**What the exercise asks:** Whatever pictures appear, omit them, and repeat the data below exactly.
::::::::::
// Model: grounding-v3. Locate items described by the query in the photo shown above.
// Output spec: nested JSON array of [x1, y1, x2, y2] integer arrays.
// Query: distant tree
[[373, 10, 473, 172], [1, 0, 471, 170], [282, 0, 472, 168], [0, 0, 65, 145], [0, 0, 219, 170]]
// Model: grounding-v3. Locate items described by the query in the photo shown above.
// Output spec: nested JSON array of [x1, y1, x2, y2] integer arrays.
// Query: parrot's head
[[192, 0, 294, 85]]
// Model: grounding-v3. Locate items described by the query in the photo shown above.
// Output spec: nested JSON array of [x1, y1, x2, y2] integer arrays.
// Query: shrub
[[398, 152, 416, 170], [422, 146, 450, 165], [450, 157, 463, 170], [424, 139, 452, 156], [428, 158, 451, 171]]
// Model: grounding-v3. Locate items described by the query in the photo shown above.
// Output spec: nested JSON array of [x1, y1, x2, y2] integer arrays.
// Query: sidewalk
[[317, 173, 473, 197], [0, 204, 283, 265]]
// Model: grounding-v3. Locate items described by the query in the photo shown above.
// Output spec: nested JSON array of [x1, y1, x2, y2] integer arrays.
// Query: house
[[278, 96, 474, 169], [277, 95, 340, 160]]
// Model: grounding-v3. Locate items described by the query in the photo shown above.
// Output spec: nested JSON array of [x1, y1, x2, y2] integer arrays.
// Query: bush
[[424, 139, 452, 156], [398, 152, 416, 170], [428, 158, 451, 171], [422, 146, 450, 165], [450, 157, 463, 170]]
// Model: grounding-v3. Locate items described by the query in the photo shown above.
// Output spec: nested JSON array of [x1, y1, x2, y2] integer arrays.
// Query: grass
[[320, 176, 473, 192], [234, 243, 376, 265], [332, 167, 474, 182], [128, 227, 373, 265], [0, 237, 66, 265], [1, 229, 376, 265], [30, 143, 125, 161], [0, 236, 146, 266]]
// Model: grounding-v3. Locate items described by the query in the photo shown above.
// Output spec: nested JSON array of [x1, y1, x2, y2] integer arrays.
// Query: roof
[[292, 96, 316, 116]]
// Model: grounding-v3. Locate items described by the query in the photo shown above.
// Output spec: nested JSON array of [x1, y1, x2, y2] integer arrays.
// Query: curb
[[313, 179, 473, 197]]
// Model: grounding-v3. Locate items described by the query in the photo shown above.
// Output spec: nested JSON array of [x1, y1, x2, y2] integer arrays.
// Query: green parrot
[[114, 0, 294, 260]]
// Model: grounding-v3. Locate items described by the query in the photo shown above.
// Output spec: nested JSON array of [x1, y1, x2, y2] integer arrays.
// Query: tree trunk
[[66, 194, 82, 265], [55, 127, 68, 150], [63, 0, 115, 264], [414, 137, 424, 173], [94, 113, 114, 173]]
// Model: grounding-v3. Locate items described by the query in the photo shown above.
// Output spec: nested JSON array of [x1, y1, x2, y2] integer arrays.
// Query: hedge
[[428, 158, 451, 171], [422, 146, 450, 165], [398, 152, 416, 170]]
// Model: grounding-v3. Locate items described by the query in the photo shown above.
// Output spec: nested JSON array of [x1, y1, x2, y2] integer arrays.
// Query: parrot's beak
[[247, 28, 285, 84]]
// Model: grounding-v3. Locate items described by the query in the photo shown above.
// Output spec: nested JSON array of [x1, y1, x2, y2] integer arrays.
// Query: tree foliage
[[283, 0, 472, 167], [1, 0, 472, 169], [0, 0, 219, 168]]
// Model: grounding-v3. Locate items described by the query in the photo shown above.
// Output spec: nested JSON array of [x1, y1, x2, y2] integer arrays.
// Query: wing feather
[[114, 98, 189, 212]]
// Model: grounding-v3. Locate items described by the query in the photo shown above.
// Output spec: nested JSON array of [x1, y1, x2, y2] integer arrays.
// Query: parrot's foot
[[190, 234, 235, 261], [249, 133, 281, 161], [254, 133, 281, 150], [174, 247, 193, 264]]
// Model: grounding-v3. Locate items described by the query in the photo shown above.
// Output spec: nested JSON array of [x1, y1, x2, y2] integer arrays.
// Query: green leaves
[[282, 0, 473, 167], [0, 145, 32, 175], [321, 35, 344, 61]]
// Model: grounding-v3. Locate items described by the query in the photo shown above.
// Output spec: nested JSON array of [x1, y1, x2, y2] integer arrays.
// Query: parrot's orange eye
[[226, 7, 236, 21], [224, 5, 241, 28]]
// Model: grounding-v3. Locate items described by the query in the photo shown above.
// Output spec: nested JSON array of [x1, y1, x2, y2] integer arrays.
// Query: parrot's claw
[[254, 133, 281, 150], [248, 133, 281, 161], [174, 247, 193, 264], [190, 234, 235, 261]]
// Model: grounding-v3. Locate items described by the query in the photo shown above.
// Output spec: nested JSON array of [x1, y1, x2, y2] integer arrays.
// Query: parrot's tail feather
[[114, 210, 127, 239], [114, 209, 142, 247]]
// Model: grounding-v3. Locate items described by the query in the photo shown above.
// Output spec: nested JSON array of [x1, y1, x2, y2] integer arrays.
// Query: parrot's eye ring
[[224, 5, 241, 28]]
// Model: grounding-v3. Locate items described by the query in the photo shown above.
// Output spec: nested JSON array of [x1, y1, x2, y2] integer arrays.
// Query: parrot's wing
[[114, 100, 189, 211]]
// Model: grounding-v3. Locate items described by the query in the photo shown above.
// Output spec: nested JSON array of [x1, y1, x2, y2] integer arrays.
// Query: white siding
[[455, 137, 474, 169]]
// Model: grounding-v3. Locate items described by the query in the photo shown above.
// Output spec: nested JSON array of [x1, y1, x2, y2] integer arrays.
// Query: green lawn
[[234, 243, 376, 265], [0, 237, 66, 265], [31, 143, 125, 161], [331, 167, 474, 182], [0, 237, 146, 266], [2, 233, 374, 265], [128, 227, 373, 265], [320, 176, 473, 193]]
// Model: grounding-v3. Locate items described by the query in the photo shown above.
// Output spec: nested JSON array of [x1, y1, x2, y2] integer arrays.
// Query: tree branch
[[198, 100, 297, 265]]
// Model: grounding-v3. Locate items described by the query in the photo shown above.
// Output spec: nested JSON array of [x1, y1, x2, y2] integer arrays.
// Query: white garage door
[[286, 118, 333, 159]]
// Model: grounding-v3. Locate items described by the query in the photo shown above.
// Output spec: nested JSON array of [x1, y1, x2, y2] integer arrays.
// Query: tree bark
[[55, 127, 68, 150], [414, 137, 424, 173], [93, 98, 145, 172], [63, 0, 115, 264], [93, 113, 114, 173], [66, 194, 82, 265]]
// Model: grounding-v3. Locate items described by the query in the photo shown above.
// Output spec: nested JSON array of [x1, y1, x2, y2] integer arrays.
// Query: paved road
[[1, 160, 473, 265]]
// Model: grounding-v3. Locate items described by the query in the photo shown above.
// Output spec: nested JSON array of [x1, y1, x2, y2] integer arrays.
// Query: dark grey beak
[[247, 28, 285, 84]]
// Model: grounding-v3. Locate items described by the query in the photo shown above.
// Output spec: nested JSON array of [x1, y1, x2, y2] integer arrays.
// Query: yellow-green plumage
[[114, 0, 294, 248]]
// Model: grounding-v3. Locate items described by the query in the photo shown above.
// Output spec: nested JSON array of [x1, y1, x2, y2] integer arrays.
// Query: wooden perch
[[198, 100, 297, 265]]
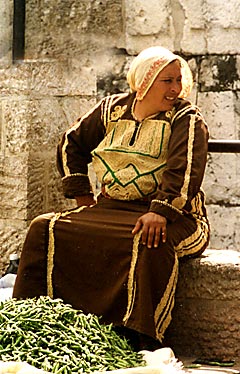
::::::::::
**Response area:**
// Model: grounding-v3. Locate items described by the query in the photo shown above.
// Output spec: nested JSON array of [x1, y1, x2, y2] integer arrays.
// Query: distant tree
[[373, 10, 473, 172], [1, 0, 471, 170], [282, 0, 472, 168], [0, 0, 65, 145], [0, 0, 219, 170]]
// Model: grounding-v3. Locate items described by the query in the photo shown above.
// Output spec: nested JSON array of [x1, y1, x2, y2] integer arrays.
// Query: parrot's head
[[192, 0, 294, 85]]
// Model: grounding-v3. Locate items described by the query in the photo shown above.
// Output spec: nested JSON array of [x1, y1, x2, y2] integer arrays.
// Query: shrub
[[398, 152, 416, 170], [422, 146, 450, 165], [450, 157, 463, 170], [424, 139, 452, 156], [428, 158, 451, 171]]
// Model: grounding-v3. Locate items described by the query in the photo shown above.
// Output spec: nested JSON array of [x1, y1, x2, y2] integer arrays.
// Query: sidewalk
[[317, 173, 473, 197], [0, 204, 283, 265]]
// Model: grounding-v3. Locate items described by the query in the photo shown above.
// Output spec: nested JSON array of [x1, y1, x2, y2] integer arrays.
// Query: house
[[278, 96, 474, 169], [277, 95, 340, 160]]
// Model: grounding-v3. Locate items described by the query in the photo shown above.
// Output spec: nested JSON array of [x1, y1, x2, y2] integer arrays.
// Query: bush
[[424, 139, 452, 156], [398, 152, 416, 170], [428, 158, 451, 171], [422, 146, 450, 165], [450, 157, 463, 170]]
// Model: grounding-v3. Locate items described by the query in the photo shown above.
// Output spec: nested JSON array of [x1, y1, x2, y2] integer arrays.
// Query: grass
[[320, 176, 473, 192], [234, 243, 376, 265], [332, 167, 474, 182], [128, 227, 373, 265], [0, 237, 66, 265], [1, 229, 376, 265], [30, 143, 125, 161], [0, 236, 146, 266]]
// Model: grounding-v3. Locate items described by the query in the photo shown above.
// Output spec: nested JSON array of [x1, y1, x2, y2] integer arrays.
// Query: roof
[[292, 96, 316, 116]]
// Model: grounding-v3. Locate items described by the query in the photo shown above.
// Output spec: nested JSON array of [x1, y1, x2, y2] integer arrays.
// Query: curb
[[313, 179, 473, 197]]
// Model: grounding-v3. Locate items described by the query in the photo shown above.
// Output spec: nested JSON array of [x1, y1, x2, y2] integer arrays.
// Query: green parrot
[[114, 0, 294, 260]]
// Model: grounding-v3. Locate items described by the query in the photo shown above.
// Output spec: nested JSON array of [x1, y1, x2, y2] integer arrays.
// Query: tree trunk
[[66, 194, 82, 265], [55, 127, 68, 150], [63, 0, 115, 264], [414, 137, 424, 173], [94, 113, 114, 173]]
// Model: grounding-v3. Locate items described by the query in the photo shown above.
// Output spec: nested JSON array of [x1, y1, x2, y2] integer arrays.
// Query: hedge
[[428, 158, 451, 171], [422, 146, 450, 165], [398, 152, 416, 170]]
// Model: grounding-v3. Locate items described by the query in the photo shown above.
// Output spec: nested JSON array of [x1, y1, x2, y2] integer arrays.
// Query: parrot's beak
[[247, 28, 285, 84]]
// Model: grounding-v3. Locate items described by the query in the photo shown above.
// Output spec: nested JSON array of [x1, y1, x2, y2] integer arrays.
// Query: tree foliage
[[283, 0, 472, 167], [1, 0, 472, 169], [0, 0, 219, 168]]
// Model: grounding-v3. Locate items described by the query in the photo shown above.
// Output spec: nested JSON array of [x1, y1, x2, y2] integer arrays.
// Query: wing feather
[[114, 98, 189, 212]]
// Model: grounding-v3. Locate items described by the query in the photo shown above.
// Output spec: nested JSON array of [x1, y1, x2, y2] integer arrays.
// Query: parrot's foot
[[190, 234, 235, 261], [249, 133, 281, 161], [254, 133, 281, 150], [174, 247, 193, 264]]
// Model: grounding-v3. Locate items described by the query in the photo shown above.
// Output spec: nested JSON array of [x1, y1, x2, y2] integer arrays.
// Query: green leaves
[[282, 0, 473, 167], [0, 145, 32, 175], [321, 35, 344, 61]]
// Model: grounding-v3. Locate items described by the query in the photo shown above.
// Output spec: nested JSON array of [x1, y1, x2, y2] integer arrays.
// Query: parrot's orange eye
[[226, 7, 236, 21], [224, 5, 241, 28]]
// Model: grounding-v3. Locate items described by the query in the photo shown above.
// Output spec: nested JSON array of [x1, y1, x2, y2] integer arrays.
// Query: parrot's claw
[[254, 133, 281, 150], [248, 133, 281, 161], [174, 247, 193, 264], [190, 234, 235, 261]]
// Model: grounding-v3. Locate items described by the query in the photo shown above.
// Output spec: nested JSON array of [x1, y1, x2, y2] integer arrays.
// Query: parrot's tail feather
[[114, 210, 127, 239], [114, 209, 142, 247]]
// Model: grounding-v3. Locate items described by the query in the photo shown above.
// Output spec: nested JSON array of [x1, y1, x2, y2] integer arrays.
// Query: parrot's eye ring
[[224, 5, 241, 28]]
// Model: grounding-v3. Locate items described by the query in the photo shown above.
// Output spec: nested JSON array of [x1, y1, x2, y2] integer arrays.
// Query: parrot's wing
[[114, 100, 189, 211]]
// Model: grounding-v3. Locate items described by the query in the photo shown above.
// Output spec: nested JSON array of [x1, y1, x2, y2] integer arrays.
// Query: white siding
[[455, 137, 474, 169]]
// Model: grounding-v3. Locate items described by the query in the photo shown above.
// Output spec: nested JSON array of [x1, y1, x2, y2] integer arrays.
// Query: green lawn
[[234, 243, 376, 265], [0, 237, 66, 265], [31, 143, 125, 161], [331, 167, 474, 182], [0, 237, 146, 266], [2, 233, 374, 265], [128, 227, 373, 265], [320, 176, 473, 193]]
// Model: grounding-v3. Locate items described by the query in the photo shown above.
// Output spec: nested JSON array of [x1, y1, x2, y2] integer arrays.
// Query: tree branch
[[198, 100, 297, 265]]
// Model: grounding-v3. Locate items described by the query in the photo shown above.
// Output spec: nested JSON array of [x1, y1, x2, y2] integer arrays.
// Query: white garage door
[[286, 118, 333, 159]]
// Model: grounding-v3. Locate items described by the query in the photo shown above.
// Output spec: nested JSON array of [x1, y1, x2, y2] integer arrays.
// Query: tree bark
[[55, 127, 68, 150], [414, 137, 424, 173], [93, 98, 145, 172], [63, 0, 115, 264], [93, 113, 114, 173], [66, 194, 82, 265]]
// Model: grounding-v3. Locate items described by the query in the photo shown above.
// Output spec: nested JSON array of [x1, y1, x2, y2] integer arrays.
// Query: paved road
[[1, 160, 473, 265]]
// Model: grounding-v3. Locate items described by the query in the photo shown above.
// Output spec: nested JSON array of [x1, y1, x2, y2] integer arrays.
// Query: dark grey beak
[[247, 28, 285, 84]]
// Model: grounding-v3. Locate items described by the query in the photo shown above.
// Output spec: nested JSON array of [x1, y1, x2, y2] integer arrays.
// Query: yellow-green plumage
[[114, 0, 294, 248]]
// Model: grounding-v3. Locate items described by the query in the photo shown above.
// Output spec: nested JSON array of [x1, y1, x2, y2] integer arrays.
// Query: wooden perch
[[198, 100, 297, 265]]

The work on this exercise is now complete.